[DOCUMENT SECTION start]

0. Introduction
Pool: BitcoinPool
Pool ops: forum members Geebus and FairUser
Publicly identifiable pool operator: No.
Payout method: Standard proportional payout with a "pool hopper tax"
Hoppable? Yes.
Fee: Donations only
Current pool fulltime miner hashrate: 100 Ghps
Current pool hopper maximum hashrate: 700 Ghps
Availability of public statistics:
- Easily available data does not include shares per round, but is easily accessible on website and all rounds since the start of the pool are available.
- Shares per round is available on request.
- Miner status API available.
- Current pool hashrate.
Are public statistics likely to be reflecting actual data? Unknown, possibly no,
Public perception of pool and pool op: Unknown.
Should I mine here right now? No.
0. Introduction
Why did their share of the network drop significantly so quickly? There are many possible reasons. The list below is by no means exhaustive, and I cannot be sure they are actually contributing factors. If you'd like to read more about the pool's history, I recommend visiting the pool's forum, and both the locked thread and unlocked thread on bitcointalk.org.
First attck (syn flood), and more details on the attack.
Xenon481, quick discussion of issues.
Some responses from FairUser.
Accusation of stats fudging.
Xenon481, users not being paid.
FairUser: problem caused by bug not notifying of invalid/orphaned blocks.
Geebus on IP banning.
2. BitcoinPool's sample statistics vs population statistics
This post's analysis section is a departure from previous posts. I am assuming that readers don't need some of the comparison to generated data charts I used previously, so we'll go straight to the meat and potatoes.

[DOCUMENT SECTION end]

### REQUIRED TASK
Please repeat, word for word, the part of the BitcoinPool review that opens with the words containing "Should I mine" and closes with "not being paid.". None of the data that comes next is needed.

[SUPPLIED ENTRIES start]

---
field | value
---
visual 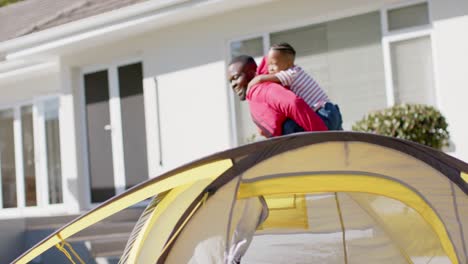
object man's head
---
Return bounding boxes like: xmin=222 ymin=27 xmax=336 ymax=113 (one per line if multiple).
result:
xmin=227 ymin=55 xmax=257 ymax=101
xmin=268 ymin=43 xmax=296 ymax=74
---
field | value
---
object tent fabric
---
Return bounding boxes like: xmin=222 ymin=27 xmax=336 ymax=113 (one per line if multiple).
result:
xmin=12 ymin=132 xmax=468 ymax=264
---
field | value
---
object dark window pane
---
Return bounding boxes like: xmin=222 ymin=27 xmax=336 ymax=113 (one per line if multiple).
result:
xmin=21 ymin=105 xmax=37 ymax=206
xmin=84 ymin=71 xmax=115 ymax=203
xmin=0 ymin=110 xmax=17 ymax=208
xmin=118 ymin=63 xmax=148 ymax=188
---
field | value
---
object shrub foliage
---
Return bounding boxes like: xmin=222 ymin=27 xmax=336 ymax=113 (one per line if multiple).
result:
xmin=352 ymin=104 xmax=449 ymax=149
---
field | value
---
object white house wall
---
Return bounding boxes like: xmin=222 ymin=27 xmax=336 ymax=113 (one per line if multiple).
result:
xmin=0 ymin=72 xmax=60 ymax=107
xmin=431 ymin=0 xmax=468 ymax=161
xmin=55 ymin=0 xmax=468 ymax=208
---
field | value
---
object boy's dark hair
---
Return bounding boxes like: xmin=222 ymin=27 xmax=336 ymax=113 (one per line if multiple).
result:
xmin=229 ymin=55 xmax=257 ymax=65
xmin=270 ymin=42 xmax=296 ymax=57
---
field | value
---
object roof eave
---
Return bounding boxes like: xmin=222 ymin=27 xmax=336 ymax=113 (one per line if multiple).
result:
xmin=0 ymin=0 xmax=274 ymax=60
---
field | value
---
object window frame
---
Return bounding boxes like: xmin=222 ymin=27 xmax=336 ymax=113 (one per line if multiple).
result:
xmin=0 ymin=93 xmax=66 ymax=211
xmin=78 ymin=56 xmax=151 ymax=209
xmin=380 ymin=0 xmax=440 ymax=107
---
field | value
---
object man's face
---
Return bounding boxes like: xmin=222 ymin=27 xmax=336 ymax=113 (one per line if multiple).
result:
xmin=227 ymin=62 xmax=255 ymax=101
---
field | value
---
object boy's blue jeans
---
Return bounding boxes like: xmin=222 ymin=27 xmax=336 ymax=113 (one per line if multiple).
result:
xmin=283 ymin=102 xmax=343 ymax=135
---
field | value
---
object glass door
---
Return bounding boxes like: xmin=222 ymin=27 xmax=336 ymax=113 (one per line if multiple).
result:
xmin=83 ymin=63 xmax=148 ymax=204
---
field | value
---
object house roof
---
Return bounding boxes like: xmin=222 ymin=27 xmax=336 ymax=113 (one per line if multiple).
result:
xmin=0 ymin=0 xmax=148 ymax=42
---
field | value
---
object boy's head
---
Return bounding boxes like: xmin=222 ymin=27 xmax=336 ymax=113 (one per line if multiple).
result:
xmin=268 ymin=43 xmax=296 ymax=74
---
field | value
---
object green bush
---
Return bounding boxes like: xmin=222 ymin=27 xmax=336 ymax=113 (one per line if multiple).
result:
xmin=352 ymin=104 xmax=449 ymax=149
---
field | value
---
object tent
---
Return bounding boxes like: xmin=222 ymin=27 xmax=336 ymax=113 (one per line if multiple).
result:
xmin=12 ymin=132 xmax=468 ymax=264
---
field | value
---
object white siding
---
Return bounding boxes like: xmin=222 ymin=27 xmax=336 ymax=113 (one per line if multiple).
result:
xmin=431 ymin=0 xmax=468 ymax=161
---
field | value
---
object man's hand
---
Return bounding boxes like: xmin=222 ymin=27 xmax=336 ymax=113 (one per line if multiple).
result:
xmin=247 ymin=75 xmax=263 ymax=90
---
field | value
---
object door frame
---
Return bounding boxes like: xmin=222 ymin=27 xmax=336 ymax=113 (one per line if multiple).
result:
xmin=78 ymin=57 xmax=144 ymax=208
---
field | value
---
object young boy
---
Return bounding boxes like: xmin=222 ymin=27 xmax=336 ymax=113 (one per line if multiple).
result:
xmin=248 ymin=43 xmax=343 ymax=130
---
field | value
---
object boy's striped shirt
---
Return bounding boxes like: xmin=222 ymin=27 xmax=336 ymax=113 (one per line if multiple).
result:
xmin=275 ymin=66 xmax=329 ymax=110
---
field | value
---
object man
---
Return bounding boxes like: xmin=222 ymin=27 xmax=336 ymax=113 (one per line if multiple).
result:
xmin=228 ymin=55 xmax=327 ymax=137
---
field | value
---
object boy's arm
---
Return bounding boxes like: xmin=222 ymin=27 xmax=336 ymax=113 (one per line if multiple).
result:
xmin=247 ymin=74 xmax=281 ymax=89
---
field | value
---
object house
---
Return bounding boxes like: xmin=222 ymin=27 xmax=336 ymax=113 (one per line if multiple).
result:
xmin=0 ymin=0 xmax=468 ymax=260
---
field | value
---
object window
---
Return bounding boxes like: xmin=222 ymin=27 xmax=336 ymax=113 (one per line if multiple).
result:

[SUPPLIED ENTRIES end]

### FULL RESPONSE
Should I mine here right now? No.
0. Introduction
Why did their share of the network drop significantly so quickly? There are many possible reasons. The list below is by no means exhaustive, and I cannot be sure they are actually contributing factors. If you'd like to read more about the pool's history, I recommend visiting the pool's forum, and both the locked thread and unlocked thread on bitcointalk.org.
First attck (syn flood), and more details on the attack.
Xenon481, quick discussion of issues.
Some responses from FairUser.
Accusation of stats fudging.
Xenon481, users not being paid.